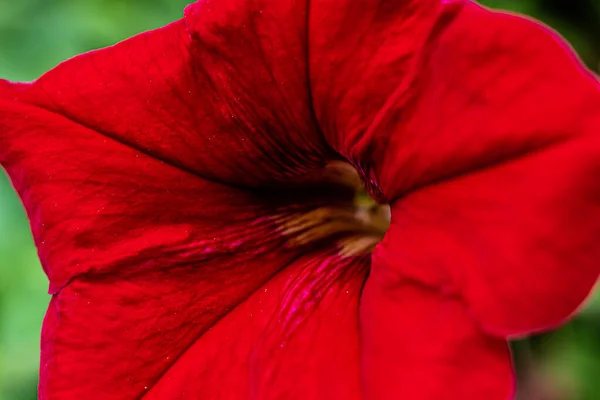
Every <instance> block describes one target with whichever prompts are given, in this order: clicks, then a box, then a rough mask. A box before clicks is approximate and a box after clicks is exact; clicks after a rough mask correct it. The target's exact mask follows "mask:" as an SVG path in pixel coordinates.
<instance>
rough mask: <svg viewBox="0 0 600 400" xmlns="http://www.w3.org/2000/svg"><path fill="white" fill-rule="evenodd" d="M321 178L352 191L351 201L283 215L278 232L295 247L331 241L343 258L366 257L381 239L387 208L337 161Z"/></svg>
mask: <svg viewBox="0 0 600 400" xmlns="http://www.w3.org/2000/svg"><path fill="white" fill-rule="evenodd" d="M323 178H324V180H325V181H327V182H335V183H336V184H338V185H341V186H343V187H346V188H352V189H353V190H354V191H355V193H356V194H355V197H354V201H348V202H347V203H345V204H344V203H341V204H339V205H336V206H327V207H319V208H316V209H313V210H311V211H308V212H305V213H302V214H300V213H298V212H290V213H289V214H288V213H283V214H282V215H280V216H279V217H278V219H277V222H278V223H279V224H280V226H281V232H282V233H283V235H284V236H286V237H287V238H288V242H289V243H290V244H291V245H294V246H305V245H309V244H315V243H321V242H323V241H327V240H330V241H333V242H335V243H336V244H337V246H338V248H339V254H340V255H341V256H343V257H350V256H357V255H363V254H369V253H371V252H372V251H373V249H374V247H375V245H377V243H379V242H380V241H381V239H382V238H383V236H384V234H385V232H386V230H387V228H388V226H389V222H390V211H389V206H387V205H380V204H378V203H377V202H375V201H374V200H373V199H371V198H370V197H369V196H368V195H367V194H366V192H365V190H364V187H363V186H362V183H361V180H360V177H359V175H358V173H357V172H356V170H355V169H354V168H353V167H352V166H351V165H350V164H348V163H345V162H341V161H336V162H335V163H331V164H330V165H328V167H326V168H325V171H324V173H323Z"/></svg>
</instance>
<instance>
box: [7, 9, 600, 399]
mask: <svg viewBox="0 0 600 400" xmlns="http://www.w3.org/2000/svg"><path fill="white" fill-rule="evenodd" d="M599 128H600V87H599V84H598V81H597V80H596V79H595V78H594V77H593V76H591V74H590V73H589V72H587V71H586V70H585V69H584V68H583V67H582V66H581V64H580V62H579V61H578V60H576V59H575V57H574V56H573V54H572V52H571V51H570V50H569V49H567V48H566V46H565V45H564V44H563V43H562V42H561V41H560V40H558V39H557V38H556V37H555V35H553V34H552V33H550V32H548V30H547V29H546V28H542V27H540V26H538V25H536V24H535V23H533V22H531V21H527V20H524V19H521V18H519V17H515V16H511V15H506V14H499V13H493V12H490V11H488V10H484V9H482V8H480V7H479V6H476V5H474V4H473V3H471V2H469V1H467V0H455V1H448V0H446V1H440V0H419V1H417V0H412V1H411V0H405V1H393V0H388V1H375V0H364V1H361V2H351V1H350V0H338V1H332V0H330V1H326V0H314V1H310V2H309V1H292V0H279V1H275V0H272V1H267V0H238V1H233V0H220V1H209V0H204V1H200V2H197V3H195V4H193V5H190V6H189V7H188V8H187V10H186V13H185V18H184V19H182V20H180V21H177V22H175V23H173V24H171V25H169V26H167V27H165V28H162V29H158V30H155V31H152V32H148V33H144V34H141V35H139V36H136V37H134V38H132V39H129V40H127V41H125V42H123V43H120V44H117V45H115V46H113V47H111V48H107V49H103V50H99V51H94V52H91V53H88V54H85V55H82V56H79V57H76V58H74V59H72V60H69V61H67V62H65V63H63V64H61V65H59V66H58V67H57V68H55V69H53V70H52V71H50V72H48V73H47V74H45V75H44V76H42V77H41V78H40V79H38V80H37V81H35V82H33V83H31V84H10V83H7V82H2V83H0V162H1V163H2V165H3V166H4V167H5V168H6V170H7V171H8V173H9V175H10V177H11V179H12V181H13V183H14V185H15V187H16V189H17V190H18V192H19V193H20V195H21V197H22V199H23V202H24V204H25V207H26V209H27V211H28V213H29V217H30V219H31V224H32V229H33V233H34V237H35V240H36V242H37V245H38V248H39V254H40V258H41V260H42V263H43V265H44V268H45V271H46V273H47V275H48V277H49V280H50V292H51V293H52V295H53V297H52V301H51V303H50V306H49V309H48V313H47V315H46V319H45V321H44V328H43V332H42V358H41V380H40V397H41V398H42V399H91V398H94V399H95V398H97V399H134V398H144V399H147V400H148V399H198V398H202V399H246V398H251V399H282V398H283V399H313V398H314V399H317V398H318V399H359V398H363V399H387V398H390V399H410V400H428V399H436V400H437V399H486V400H487V399H490V400H493V399H507V398H509V397H510V396H511V393H512V390H513V389H512V381H513V377H512V370H511V363H510V355H509V351H508V349H507V346H506V341H505V340H506V338H507V337H509V336H511V335H521V334H525V333H528V332H532V331H538V330H541V329H546V328H549V327H553V326H556V325H557V324H560V323H561V322H563V321H564V320H565V319H566V318H567V317H568V316H569V315H570V314H571V313H572V312H573V311H574V310H575V309H576V308H577V307H578V306H579V304H580V303H581V302H582V301H583V300H584V298H585V297H586V295H587V294H588V292H589V291H590V289H591V288H592V286H593V285H594V283H595V281H596V278H597V276H598V272H599V270H598V268H599V261H598V260H599V259H600V246H599V244H598V238H599V237H600V135H599ZM340 157H341V158H343V159H346V160H348V161H349V162H351V163H352V164H353V165H354V166H356V167H357V169H358V170H359V171H360V174H361V176H362V178H363V179H364V181H365V182H366V183H367V187H368V189H369V191H370V193H371V194H372V195H373V196H375V197H376V198H378V199H379V200H381V201H382V202H384V203H389V204H390V205H391V210H392V221H391V226H390V228H389V230H388V231H387V233H386V236H385V238H384V240H383V241H382V242H381V243H380V244H379V245H377V247H376V248H375V251H374V253H373V254H372V257H371V256H370V255H368V254H366V250H367V249H369V248H370V247H371V246H372V245H373V241H374V240H373V239H372V238H373V237H374V236H376V235H377V234H378V233H377V232H379V231H378V229H375V228H374V227H372V226H370V225H366V226H365V225H362V223H361V222H360V221H358V220H357V219H355V217H354V214H353V213H354V209H353V208H352V207H353V206H352V202H351V192H350V191H348V190H347V188H346V189H344V185H343V184H342V183H340V182H341V180H342V179H343V178H344V179H345V178H347V175H338V176H334V178H335V179H334V181H335V183H329V184H324V182H326V181H327V179H329V178H331V176H332V175H331V174H330V170H327V169H325V171H326V173H325V176H324V174H323V172H322V171H323V168H324V166H325V165H327V164H328V163H329V162H331V161H332V160H339V159H340ZM338 165H339V164H338ZM328 176H329V178H328ZM324 178H327V179H324ZM329 180H331V179H329ZM367 275H368V277H367Z"/></svg>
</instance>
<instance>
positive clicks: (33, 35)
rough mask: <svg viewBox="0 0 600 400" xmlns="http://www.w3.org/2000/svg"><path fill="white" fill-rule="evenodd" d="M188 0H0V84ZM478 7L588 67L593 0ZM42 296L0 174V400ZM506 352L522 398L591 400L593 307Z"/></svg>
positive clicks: (34, 327) (16, 221)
▬▬▬▬▬▬▬▬▬▬
### ACTIVITY
Reproduce the material word for word, from its beginning up to and including the line that contains "178L352 191L351 201L283". Leave the picture out.

### RESULT OF THIS TASK
Every <instance> block describes one target with whichever prompts are given, in this order: clicks, then a box, then a rough mask. A box before clicks is approximate and a box after clicks is exact; clicks after a rough mask correct it. The target's exact mask follows "mask:" as an SVG path in pixel coordinates.
<instance>
rough mask: <svg viewBox="0 0 600 400" xmlns="http://www.w3.org/2000/svg"><path fill="white" fill-rule="evenodd" d="M321 178L352 191L351 201L283 215L278 232L295 247L331 241L343 258L366 257L381 239L387 208L337 161Z"/></svg>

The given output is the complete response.